Written instruction a:
Select and copy every line in the records below that contains the string "harness".
____ Quoted passage
So what makes a word an anagram of another word, i.e. what condition needs to be satisfied?
It's all about letter counts. If both words contain an equal amount of all letters, they're anagrams of each other.
e.g.:
banana -> 3x a, 2x n, 1x b
aaannb -> 3x a, 2x n, 1x b
same letter counts so they must be anagrams!
So armed with this knowledge can you construct an algorithm that doesn't require iterating all possible permutations?
Solution
I'd only recommend to read this once you've tried to come up with your own optimized algorithm
You just need to build a lookup-table of letter-counts to dictionary words, e.g.:
1x a, 1x n -> ["an"]
3x a, 1x b, 2x n -> ["banana", "nanaba"]
1x a, 1x p, 1x r, 1x t -> ["part", "trap"]
... etc ...
then you can decompose your search word as well into letter counts, e.g. banana -> 3x a, 1x b, 2x n and search for the decomposition in your lookup table.
The result will be the list of words from your dictionary you can build with the given collection of letters - aka all possible anagrams for the given string.
aussuming some kind of structure named letter_counts that contains the letter composition the algorithm could look like:
std::vector<std::string> find_anagrams(std::vector<std::string> const& dictionary, std::string const& wordToCheck) {
// build a lookup map for letter composition -> word
std::unordered_map<letter_counts, std::vector<std::string>> compositionMap;
for(auto& str : dictionary)
compositionMap[letter_counts{str}].push_back(str);
// get all words that are anagrams of the given one
auto it = compositionMap.find(letter_counts{wordToCheck});
// no matches in dictionary
if(it == compositionMap.end())
return {};
// list of all anagrams
auto result = it->second;
// remove workToCheck from result if it is present
result.erase(std::remove_if(result.begin(), result.end(), [&wordToCheck](std::string const& str) { return str == wordToCheck; }), result.end());
return result;
}
This will run in O(n) time and has a space-complexity of O(n), with n being the number of words in the dictionary.
(It would be armortized O(1) time if you don't include the construction of the compositionMap as part of the algorithm)
In comparison to a permutation-based approach, that has O(n!) time complexity (or how i like to call it O(scary)).
Here's a full code example that only deals with letters a-z, but you can easily modify letter_counts to make it work with other characters as well:
godbolt example
#include <string_view>
#include <cctype>
#include <vector>
#include <string>
#include <unordered_map>
#include <iostream>
struct letter_counts {
static const int num_letters = 26;
int counts[num_letters];
explicit letter_counts(std::string_view str) : counts{0} {
for(char c : str) {
c = std::tolower(c);
if(c >= 'a' && c <= 'z')
counts[c - 'a']++;
}
}
};
bool operator==(letter_counts const& lhs, letter_counts const& rhs) {
for(int i = 0; i < letter_counts::num_letters; i++) {
if(lhs.counts[i] != rhs.counts[i]) return false;
}
return true;
}
template <class T>
inline void hash_combine(std::size_t& seed, const T& v)
________
____ Records to process
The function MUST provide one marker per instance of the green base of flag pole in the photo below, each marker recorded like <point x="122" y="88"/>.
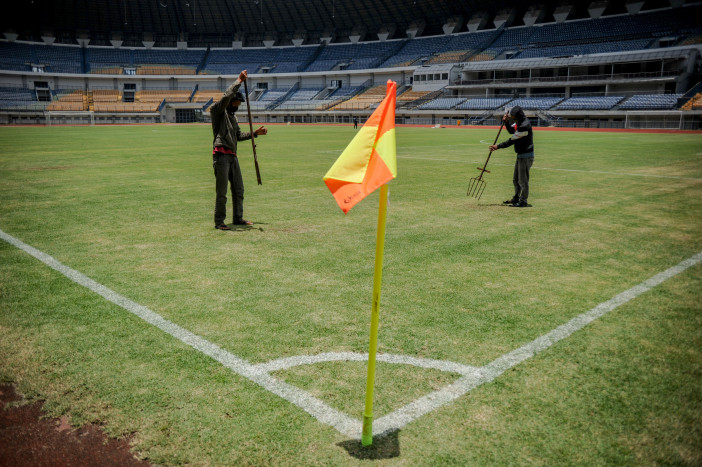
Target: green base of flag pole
<point x="367" y="433"/>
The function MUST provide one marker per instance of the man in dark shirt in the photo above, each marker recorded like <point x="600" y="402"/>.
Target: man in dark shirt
<point x="226" y="132"/>
<point x="519" y="126"/>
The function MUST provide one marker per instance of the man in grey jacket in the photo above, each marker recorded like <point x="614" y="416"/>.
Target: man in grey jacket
<point x="226" y="132"/>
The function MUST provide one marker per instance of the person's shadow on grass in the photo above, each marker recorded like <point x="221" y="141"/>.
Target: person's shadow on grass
<point x="239" y="227"/>
<point x="385" y="446"/>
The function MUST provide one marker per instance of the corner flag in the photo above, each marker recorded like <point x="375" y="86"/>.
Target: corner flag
<point x="369" y="160"/>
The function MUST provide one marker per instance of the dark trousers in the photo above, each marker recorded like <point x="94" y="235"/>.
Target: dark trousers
<point x="227" y="171"/>
<point x="521" y="178"/>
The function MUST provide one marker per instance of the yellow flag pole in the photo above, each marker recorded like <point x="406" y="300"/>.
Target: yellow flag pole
<point x="367" y="433"/>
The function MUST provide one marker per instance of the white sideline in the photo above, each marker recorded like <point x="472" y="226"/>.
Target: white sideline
<point x="471" y="377"/>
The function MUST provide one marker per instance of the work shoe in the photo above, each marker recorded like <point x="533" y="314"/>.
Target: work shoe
<point x="242" y="222"/>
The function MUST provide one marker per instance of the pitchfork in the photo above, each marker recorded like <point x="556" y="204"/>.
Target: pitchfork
<point x="476" y="186"/>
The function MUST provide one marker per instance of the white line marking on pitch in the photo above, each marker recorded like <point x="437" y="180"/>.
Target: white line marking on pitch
<point x="675" y="177"/>
<point x="471" y="377"/>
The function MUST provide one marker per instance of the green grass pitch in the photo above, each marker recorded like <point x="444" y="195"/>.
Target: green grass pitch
<point x="464" y="281"/>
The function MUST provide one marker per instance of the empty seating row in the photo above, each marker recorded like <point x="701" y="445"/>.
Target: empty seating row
<point x="579" y="37"/>
<point x="589" y="103"/>
<point x="442" y="103"/>
<point x="651" y="102"/>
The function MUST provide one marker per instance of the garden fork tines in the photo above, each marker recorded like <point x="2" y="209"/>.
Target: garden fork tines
<point x="476" y="185"/>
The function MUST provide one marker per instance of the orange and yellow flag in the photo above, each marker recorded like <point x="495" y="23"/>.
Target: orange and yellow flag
<point x="369" y="160"/>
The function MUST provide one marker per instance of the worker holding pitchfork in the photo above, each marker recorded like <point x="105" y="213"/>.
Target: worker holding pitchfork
<point x="519" y="126"/>
<point x="226" y="133"/>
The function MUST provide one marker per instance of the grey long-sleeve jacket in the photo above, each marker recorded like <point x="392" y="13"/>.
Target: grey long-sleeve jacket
<point x="225" y="126"/>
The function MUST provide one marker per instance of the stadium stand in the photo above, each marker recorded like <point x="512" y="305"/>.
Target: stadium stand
<point x="68" y="101"/>
<point x="413" y="51"/>
<point x="651" y="102"/>
<point x="364" y="100"/>
<point x="693" y="104"/>
<point x="487" y="103"/>
<point x="304" y="99"/>
<point x="536" y="103"/>
<point x="442" y="103"/>
<point x="20" y="99"/>
<point x="632" y="59"/>
<point x="590" y="103"/>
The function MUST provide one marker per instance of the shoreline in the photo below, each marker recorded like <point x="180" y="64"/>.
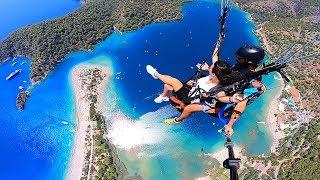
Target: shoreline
<point x="82" y="115"/>
<point x="272" y="121"/>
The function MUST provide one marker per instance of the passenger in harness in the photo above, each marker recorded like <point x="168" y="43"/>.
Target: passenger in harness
<point x="248" y="59"/>
<point x="186" y="94"/>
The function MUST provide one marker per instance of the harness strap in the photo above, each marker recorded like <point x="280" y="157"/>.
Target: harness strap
<point x="178" y="102"/>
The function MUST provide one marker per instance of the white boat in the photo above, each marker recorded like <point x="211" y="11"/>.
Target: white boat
<point x="14" y="73"/>
<point x="261" y="122"/>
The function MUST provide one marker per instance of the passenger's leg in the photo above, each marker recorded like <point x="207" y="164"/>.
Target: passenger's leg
<point x="166" y="90"/>
<point x="191" y="108"/>
<point x="164" y="96"/>
<point x="171" y="81"/>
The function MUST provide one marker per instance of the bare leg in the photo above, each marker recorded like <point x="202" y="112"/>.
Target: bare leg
<point x="191" y="108"/>
<point x="166" y="90"/>
<point x="173" y="82"/>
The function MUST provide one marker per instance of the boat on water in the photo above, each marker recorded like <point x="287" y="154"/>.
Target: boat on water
<point x="14" y="73"/>
<point x="13" y="63"/>
<point x="261" y="122"/>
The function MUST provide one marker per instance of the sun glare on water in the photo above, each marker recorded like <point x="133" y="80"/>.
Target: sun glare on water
<point x="148" y="130"/>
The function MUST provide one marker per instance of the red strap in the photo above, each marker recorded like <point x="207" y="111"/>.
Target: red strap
<point x="177" y="101"/>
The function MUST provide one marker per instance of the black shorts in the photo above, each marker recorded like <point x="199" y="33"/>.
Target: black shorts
<point x="183" y="93"/>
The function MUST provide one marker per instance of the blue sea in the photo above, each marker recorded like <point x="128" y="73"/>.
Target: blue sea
<point x="37" y="142"/>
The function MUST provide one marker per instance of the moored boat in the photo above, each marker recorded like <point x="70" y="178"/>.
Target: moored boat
<point x="13" y="63"/>
<point x="14" y="73"/>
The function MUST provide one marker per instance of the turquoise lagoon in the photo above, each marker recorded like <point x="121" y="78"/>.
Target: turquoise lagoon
<point x="37" y="142"/>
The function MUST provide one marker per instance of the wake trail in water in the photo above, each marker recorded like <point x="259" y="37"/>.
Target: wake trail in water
<point x="149" y="129"/>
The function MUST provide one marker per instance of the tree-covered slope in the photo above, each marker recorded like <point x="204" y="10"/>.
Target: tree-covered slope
<point x="49" y="42"/>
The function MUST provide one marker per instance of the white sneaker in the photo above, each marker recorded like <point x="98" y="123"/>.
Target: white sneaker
<point x="161" y="98"/>
<point x="152" y="71"/>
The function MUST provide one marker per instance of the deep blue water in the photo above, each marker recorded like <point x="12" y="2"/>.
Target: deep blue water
<point x="15" y="14"/>
<point x="36" y="144"/>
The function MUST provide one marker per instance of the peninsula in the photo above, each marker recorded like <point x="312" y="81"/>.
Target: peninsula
<point x="49" y="42"/>
<point x="93" y="155"/>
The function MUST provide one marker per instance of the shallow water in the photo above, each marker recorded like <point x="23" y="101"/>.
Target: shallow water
<point x="38" y="140"/>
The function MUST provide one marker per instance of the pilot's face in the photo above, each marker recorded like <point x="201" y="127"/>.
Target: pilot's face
<point x="241" y="61"/>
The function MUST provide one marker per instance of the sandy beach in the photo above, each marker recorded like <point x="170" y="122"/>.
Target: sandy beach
<point x="82" y="114"/>
<point x="272" y="122"/>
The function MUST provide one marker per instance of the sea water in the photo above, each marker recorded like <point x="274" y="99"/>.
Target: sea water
<point x="37" y="143"/>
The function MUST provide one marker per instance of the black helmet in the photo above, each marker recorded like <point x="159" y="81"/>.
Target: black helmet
<point x="253" y="55"/>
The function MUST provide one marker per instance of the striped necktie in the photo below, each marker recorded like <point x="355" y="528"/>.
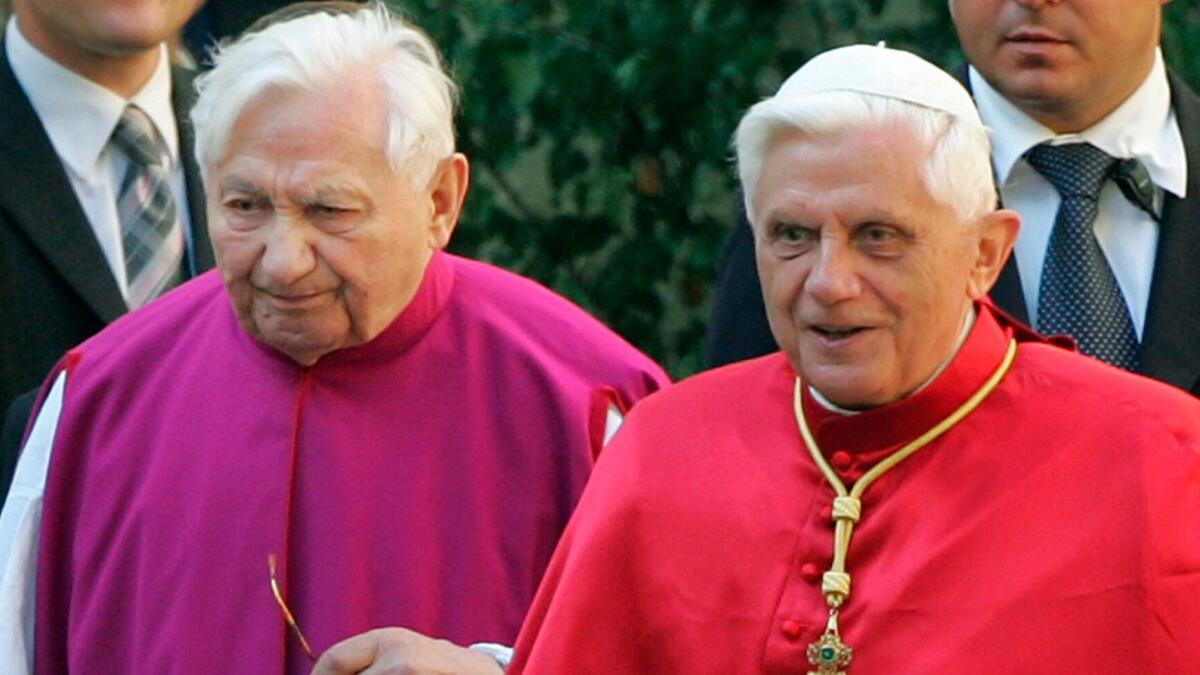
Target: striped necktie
<point x="151" y="236"/>
<point x="1079" y="293"/>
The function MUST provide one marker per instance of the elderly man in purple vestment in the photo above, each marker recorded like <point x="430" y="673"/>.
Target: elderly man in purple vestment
<point x="345" y="429"/>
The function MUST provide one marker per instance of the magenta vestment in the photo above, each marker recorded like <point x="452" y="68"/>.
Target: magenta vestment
<point x="420" y="479"/>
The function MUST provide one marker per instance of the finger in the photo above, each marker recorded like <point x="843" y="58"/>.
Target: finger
<point x="352" y="655"/>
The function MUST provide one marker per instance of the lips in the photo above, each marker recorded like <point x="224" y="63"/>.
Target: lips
<point x="837" y="332"/>
<point x="295" y="302"/>
<point x="1036" y="35"/>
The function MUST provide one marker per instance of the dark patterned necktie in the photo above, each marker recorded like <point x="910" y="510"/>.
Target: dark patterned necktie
<point x="1079" y="294"/>
<point x="151" y="237"/>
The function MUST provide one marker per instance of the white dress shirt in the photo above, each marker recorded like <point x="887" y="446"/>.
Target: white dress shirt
<point x="1144" y="127"/>
<point x="79" y="117"/>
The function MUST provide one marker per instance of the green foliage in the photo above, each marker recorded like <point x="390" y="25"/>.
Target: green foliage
<point x="599" y="135"/>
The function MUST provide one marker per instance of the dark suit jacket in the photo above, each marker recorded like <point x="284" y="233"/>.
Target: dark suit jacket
<point x="1170" y="347"/>
<point x="55" y="286"/>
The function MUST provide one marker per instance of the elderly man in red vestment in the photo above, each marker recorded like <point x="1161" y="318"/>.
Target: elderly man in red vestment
<point x="917" y="484"/>
<point x="343" y="429"/>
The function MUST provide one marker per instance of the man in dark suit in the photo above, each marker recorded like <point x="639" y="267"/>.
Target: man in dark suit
<point x="1057" y="73"/>
<point x="70" y="71"/>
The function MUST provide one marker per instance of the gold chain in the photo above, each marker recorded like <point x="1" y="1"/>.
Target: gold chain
<point x="829" y="653"/>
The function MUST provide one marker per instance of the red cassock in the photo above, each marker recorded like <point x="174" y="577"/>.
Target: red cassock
<point x="420" y="479"/>
<point x="1056" y="529"/>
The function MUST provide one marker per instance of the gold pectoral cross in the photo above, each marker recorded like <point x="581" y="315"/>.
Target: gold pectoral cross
<point x="829" y="653"/>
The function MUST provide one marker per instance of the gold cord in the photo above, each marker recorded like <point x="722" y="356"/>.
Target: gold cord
<point x="847" y="505"/>
<point x="287" y="613"/>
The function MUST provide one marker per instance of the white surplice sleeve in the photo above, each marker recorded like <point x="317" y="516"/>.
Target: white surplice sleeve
<point x="19" y="525"/>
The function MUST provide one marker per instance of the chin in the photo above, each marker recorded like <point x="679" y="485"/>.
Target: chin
<point x="847" y="389"/>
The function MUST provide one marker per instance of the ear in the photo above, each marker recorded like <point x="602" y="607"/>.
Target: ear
<point x="997" y="231"/>
<point x="447" y="193"/>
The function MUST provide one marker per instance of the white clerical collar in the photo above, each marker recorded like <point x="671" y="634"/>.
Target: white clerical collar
<point x="967" y="324"/>
<point x="78" y="114"/>
<point x="1144" y="126"/>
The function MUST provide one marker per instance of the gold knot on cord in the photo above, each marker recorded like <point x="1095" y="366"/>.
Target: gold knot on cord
<point x="847" y="508"/>
<point x="835" y="584"/>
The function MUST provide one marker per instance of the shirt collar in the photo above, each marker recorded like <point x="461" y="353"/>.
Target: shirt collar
<point x="78" y="114"/>
<point x="1144" y="126"/>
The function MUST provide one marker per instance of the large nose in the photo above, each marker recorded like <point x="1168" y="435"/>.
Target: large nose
<point x="834" y="274"/>
<point x="288" y="254"/>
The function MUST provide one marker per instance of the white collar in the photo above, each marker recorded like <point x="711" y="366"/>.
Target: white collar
<point x="1143" y="126"/>
<point x="78" y="114"/>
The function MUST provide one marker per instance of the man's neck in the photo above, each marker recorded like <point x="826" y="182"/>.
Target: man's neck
<point x="121" y="73"/>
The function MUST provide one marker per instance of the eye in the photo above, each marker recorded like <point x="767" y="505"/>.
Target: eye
<point x="792" y="233"/>
<point x="881" y="239"/>
<point x="327" y="210"/>
<point x="241" y="205"/>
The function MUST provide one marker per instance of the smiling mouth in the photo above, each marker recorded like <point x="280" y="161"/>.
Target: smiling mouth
<point x="1035" y="35"/>
<point x="837" y="333"/>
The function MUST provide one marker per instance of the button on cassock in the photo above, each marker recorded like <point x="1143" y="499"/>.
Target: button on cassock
<point x="841" y="460"/>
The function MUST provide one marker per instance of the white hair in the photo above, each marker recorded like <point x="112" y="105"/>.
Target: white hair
<point x="958" y="172"/>
<point x="318" y="51"/>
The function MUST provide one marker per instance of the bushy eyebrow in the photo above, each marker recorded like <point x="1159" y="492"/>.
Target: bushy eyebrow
<point x="238" y="184"/>
<point x="333" y="192"/>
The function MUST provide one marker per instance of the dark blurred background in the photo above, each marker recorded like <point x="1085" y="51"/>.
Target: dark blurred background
<point x="599" y="131"/>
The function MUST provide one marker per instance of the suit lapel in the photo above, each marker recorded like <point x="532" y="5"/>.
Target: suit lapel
<point x="1171" y="345"/>
<point x="39" y="198"/>
<point x="181" y="97"/>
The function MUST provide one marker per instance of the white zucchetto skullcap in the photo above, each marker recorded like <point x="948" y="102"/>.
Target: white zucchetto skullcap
<point x="881" y="71"/>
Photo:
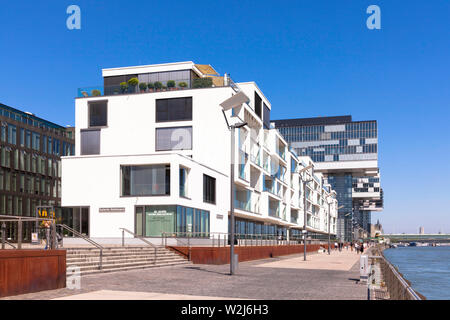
________
Written instruction b:
According to the anagram discussion above, what time complexity does a permutation-based approach have?

Answer a:
The function MUST provide one marker per instance of the passenger in harness in the photo above, each marker recorded like <point x="168" y="43"/>.
Target: passenger in harness
The function MUST provide one marker per instance of the harness strap in the photo above, each marker recorded like <point x="280" y="157"/>.
Target: harness strap

Answer b:
A permutation-based approach has O(n!) time complexity.